Work instructions:
Convert the items below into a two-column CSV with the headers text and answer, one row per item. Put each item's text and its answer each in a single quoted field, replacing line breaks with spaces, and leave the pictures out.
:: Given data
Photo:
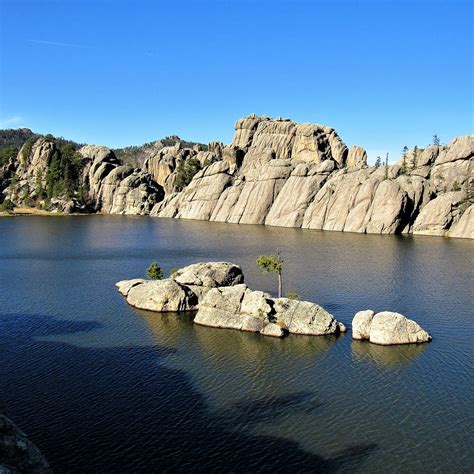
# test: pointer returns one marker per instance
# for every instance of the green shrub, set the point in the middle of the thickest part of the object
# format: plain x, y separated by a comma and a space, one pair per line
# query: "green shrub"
7, 154
7, 206
186, 171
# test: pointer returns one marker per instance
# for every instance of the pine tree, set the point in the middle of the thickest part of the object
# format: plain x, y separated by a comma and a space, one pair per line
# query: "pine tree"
154, 272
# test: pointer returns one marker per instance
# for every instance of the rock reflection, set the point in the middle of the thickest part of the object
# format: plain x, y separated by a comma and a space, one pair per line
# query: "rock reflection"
175, 328
387, 356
::::
Task solution:
text,answer
"Photo: # test: pointer returns one marker per instance # for every instance of the green shrub, set the point in the middle of the thickest part of the object # format: plain x, y separated by a comma and a space, one pair per line # query: ""green shrub""","7, 154 7, 206 186, 171"
"# test: pointer returns one marker per instance # for every instance of the pine tree, set the point in the middle of the thickest part of the object # format: plain x, y separated by a comma and a space, one pair per line # query: ""pine tree""","154, 272"
"# test: pointer returns one marker per instance # for every instance of the rock reflection, set the point in the middle of the thickest part of the object # format: plain x, y separated by a comma and a space, one pair per line # query: ""rock reflection""","175, 328 387, 356"